* Task input
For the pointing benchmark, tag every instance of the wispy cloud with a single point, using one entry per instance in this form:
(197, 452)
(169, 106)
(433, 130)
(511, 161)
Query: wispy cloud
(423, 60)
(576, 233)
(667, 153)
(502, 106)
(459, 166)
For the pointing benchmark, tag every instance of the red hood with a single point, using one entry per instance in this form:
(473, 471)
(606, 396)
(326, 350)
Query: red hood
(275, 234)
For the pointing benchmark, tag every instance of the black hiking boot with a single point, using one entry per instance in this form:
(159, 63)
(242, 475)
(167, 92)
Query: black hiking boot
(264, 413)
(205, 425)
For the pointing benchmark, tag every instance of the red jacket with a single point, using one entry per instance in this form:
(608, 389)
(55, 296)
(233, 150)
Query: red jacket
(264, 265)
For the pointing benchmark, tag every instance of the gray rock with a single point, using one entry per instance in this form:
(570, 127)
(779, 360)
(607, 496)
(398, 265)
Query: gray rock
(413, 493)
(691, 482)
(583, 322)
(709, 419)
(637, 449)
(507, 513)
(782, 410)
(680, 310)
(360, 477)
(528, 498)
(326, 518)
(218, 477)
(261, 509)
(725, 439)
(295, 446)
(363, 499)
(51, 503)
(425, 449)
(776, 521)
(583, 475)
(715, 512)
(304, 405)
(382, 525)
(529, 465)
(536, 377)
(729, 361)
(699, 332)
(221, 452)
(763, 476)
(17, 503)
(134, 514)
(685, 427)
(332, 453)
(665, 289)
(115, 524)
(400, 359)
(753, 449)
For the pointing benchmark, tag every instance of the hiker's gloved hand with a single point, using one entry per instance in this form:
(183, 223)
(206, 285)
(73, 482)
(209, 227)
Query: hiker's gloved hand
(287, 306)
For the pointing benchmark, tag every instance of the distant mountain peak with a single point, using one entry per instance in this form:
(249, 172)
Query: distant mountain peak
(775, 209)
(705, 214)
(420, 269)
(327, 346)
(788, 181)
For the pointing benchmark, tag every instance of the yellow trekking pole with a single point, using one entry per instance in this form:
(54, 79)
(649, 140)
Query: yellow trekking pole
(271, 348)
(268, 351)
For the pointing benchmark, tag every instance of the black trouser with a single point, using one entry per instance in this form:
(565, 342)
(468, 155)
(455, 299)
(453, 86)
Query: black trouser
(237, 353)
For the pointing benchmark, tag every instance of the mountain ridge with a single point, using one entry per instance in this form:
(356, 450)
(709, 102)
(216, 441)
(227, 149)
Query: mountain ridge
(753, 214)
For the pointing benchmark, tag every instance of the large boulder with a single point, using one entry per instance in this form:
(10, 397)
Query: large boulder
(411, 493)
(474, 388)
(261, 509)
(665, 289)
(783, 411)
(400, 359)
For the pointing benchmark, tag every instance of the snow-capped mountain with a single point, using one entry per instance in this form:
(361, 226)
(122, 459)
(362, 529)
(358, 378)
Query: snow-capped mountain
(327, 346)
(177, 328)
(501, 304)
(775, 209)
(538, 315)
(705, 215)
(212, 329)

* What this task involves
Starting at the line that contains "the black trouser" and ending at the last of the lines above, write those lines out as a numbered list, skipping any blank ones.

* Expected answer
1. For the pointing benchmark, tag every instance of the black trouser with a single point, using one entry per instance in this form:
2. (565, 342)
3. (468, 155)
4. (455, 299)
5. (453, 86)
6. Query: black trouser
7. (237, 353)
8. For the pointing benchmark, tag every instance of the mountain ridge with a single point, using one entry per instance in this form:
9. (356, 450)
10. (709, 102)
11. (216, 441)
12. (227, 149)
13. Query: mountain ridge
14. (753, 214)
15. For the pointing benchmark, tag every instance of the large boulder with a single point, using one entry per instance in this form:
16. (10, 397)
17. Query: large boulder
18. (411, 493)
19. (474, 388)
20. (261, 509)
21. (665, 289)
22. (783, 411)
23. (400, 359)
24. For the pointing benchmark, tag every instance of the snow-capped mountain with a single point, using one entry per instance in this form:
25. (361, 226)
26. (122, 459)
27. (362, 529)
28. (358, 378)
29. Query: snow-capped mountain
30. (327, 346)
31. (177, 328)
32. (501, 304)
33. (775, 209)
34. (538, 315)
35. (705, 215)
36. (212, 329)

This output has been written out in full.